# [PROBLEM DESCRIPTION]
From the material that follows, please give the number of lines containing the string "treeline", and that number alone.

---- EXCERPTED DATA

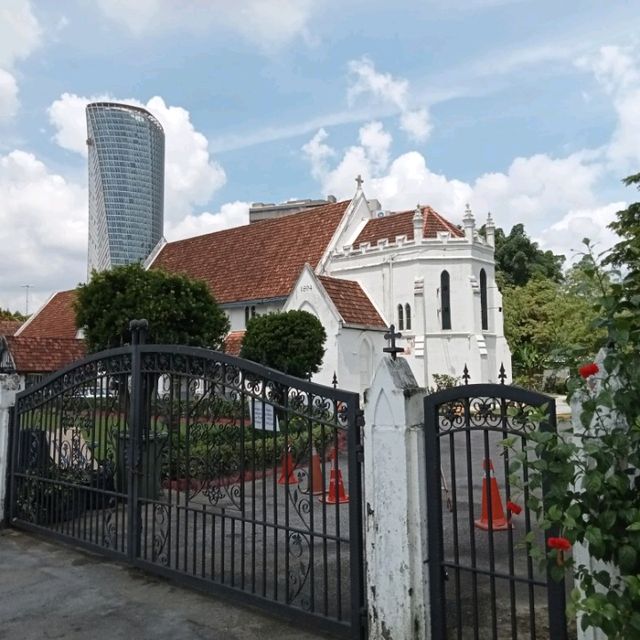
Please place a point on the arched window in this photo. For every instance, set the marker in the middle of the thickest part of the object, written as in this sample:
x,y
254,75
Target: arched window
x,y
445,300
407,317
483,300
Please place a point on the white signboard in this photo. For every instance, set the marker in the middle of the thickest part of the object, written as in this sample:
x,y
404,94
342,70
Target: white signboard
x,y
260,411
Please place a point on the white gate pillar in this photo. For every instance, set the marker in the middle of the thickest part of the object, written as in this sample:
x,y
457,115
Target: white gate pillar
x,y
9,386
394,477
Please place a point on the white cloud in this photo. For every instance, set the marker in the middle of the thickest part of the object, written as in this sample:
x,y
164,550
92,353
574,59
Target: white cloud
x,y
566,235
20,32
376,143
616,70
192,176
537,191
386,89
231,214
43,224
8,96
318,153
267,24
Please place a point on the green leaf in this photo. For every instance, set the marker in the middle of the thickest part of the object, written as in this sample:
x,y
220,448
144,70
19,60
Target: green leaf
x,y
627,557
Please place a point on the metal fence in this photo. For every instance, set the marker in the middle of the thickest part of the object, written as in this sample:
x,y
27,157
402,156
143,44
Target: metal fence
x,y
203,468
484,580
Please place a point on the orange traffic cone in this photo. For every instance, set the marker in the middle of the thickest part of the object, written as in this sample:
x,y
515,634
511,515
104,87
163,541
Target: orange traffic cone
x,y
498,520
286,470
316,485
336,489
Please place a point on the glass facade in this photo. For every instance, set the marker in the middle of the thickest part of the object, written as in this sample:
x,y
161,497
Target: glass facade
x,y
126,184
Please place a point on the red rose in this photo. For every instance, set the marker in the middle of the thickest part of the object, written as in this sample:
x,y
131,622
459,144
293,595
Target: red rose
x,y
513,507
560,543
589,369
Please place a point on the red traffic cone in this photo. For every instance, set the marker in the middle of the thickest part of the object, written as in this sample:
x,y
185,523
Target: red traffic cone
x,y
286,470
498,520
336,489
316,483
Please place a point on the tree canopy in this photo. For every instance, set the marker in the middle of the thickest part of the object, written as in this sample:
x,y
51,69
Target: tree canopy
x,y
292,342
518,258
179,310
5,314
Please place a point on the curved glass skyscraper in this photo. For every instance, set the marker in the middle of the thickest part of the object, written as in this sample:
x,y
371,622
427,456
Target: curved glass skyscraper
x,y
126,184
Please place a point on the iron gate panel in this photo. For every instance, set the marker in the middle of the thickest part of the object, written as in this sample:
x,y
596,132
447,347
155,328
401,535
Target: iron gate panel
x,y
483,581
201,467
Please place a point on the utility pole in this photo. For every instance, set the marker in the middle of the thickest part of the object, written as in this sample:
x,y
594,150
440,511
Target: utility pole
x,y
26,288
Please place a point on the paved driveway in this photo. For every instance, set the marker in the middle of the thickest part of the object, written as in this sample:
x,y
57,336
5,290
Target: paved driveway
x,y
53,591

--------
---- EXCERPTED DATA

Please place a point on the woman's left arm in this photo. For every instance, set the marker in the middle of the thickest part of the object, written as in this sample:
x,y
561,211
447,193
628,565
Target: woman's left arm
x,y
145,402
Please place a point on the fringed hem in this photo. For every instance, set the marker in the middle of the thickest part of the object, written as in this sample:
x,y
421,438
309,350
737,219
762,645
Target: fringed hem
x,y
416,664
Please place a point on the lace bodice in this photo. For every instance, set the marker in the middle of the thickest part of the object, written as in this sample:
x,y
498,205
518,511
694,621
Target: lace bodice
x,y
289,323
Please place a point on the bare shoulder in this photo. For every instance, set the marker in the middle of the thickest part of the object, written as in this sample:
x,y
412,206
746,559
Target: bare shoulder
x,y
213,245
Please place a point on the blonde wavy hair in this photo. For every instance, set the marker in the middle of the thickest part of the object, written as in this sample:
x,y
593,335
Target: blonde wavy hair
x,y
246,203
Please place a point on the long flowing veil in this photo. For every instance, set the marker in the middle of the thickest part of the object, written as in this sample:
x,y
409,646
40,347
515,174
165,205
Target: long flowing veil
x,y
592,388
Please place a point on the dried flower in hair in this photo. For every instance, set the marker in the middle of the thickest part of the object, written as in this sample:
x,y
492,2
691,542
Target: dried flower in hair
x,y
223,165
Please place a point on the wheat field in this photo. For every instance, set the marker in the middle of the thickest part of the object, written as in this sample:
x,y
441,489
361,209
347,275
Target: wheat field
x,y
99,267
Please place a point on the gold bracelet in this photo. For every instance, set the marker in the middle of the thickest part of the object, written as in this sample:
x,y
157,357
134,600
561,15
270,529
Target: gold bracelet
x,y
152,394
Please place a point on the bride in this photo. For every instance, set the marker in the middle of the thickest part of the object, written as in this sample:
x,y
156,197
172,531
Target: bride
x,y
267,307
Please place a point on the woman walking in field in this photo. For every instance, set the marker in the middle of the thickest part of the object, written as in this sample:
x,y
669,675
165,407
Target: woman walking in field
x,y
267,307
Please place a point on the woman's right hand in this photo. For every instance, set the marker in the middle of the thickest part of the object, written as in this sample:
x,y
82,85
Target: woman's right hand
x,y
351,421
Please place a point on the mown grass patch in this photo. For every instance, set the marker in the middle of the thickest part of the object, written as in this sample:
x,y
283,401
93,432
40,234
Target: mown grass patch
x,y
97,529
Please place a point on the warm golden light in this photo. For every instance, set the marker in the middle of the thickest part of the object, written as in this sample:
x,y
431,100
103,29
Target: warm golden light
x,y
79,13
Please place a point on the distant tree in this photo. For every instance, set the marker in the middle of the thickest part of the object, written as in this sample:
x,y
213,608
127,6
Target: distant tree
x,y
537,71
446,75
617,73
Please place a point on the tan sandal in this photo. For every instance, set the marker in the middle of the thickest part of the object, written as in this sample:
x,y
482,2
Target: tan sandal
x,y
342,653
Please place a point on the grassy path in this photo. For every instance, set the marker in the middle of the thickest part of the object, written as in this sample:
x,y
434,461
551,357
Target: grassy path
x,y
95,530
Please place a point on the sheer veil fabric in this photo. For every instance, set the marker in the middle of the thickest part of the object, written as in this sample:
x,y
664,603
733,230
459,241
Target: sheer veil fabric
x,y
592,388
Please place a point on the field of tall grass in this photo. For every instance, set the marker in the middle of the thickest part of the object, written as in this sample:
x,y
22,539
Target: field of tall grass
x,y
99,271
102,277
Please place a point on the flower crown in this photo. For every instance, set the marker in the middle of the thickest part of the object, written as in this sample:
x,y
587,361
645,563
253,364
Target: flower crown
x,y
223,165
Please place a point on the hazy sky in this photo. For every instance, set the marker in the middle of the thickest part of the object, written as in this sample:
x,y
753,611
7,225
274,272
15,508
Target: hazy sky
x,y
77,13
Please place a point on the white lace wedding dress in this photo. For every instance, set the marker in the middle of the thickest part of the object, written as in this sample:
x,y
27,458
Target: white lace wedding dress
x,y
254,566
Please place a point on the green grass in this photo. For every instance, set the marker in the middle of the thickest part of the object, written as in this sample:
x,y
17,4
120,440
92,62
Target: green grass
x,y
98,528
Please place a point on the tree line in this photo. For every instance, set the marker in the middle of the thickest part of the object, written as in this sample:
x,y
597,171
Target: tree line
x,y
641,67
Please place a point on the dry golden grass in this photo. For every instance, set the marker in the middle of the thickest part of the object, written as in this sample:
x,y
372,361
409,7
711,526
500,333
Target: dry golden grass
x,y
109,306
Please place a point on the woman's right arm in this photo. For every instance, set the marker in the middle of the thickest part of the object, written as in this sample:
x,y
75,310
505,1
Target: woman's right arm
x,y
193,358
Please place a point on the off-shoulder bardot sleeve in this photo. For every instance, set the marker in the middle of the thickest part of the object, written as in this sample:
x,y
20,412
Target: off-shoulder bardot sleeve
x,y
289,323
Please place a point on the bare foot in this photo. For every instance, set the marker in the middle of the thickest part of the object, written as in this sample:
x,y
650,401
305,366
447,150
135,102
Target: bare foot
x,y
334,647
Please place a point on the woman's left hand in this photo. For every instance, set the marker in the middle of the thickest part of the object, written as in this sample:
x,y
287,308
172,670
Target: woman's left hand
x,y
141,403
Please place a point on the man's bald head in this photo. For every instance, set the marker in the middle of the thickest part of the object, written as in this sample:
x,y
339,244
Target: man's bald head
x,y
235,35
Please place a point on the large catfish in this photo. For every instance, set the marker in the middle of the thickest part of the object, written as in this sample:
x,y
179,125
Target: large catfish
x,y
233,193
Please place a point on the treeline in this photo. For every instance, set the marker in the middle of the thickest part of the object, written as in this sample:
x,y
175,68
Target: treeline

--------

# [FINISHED TASK]
2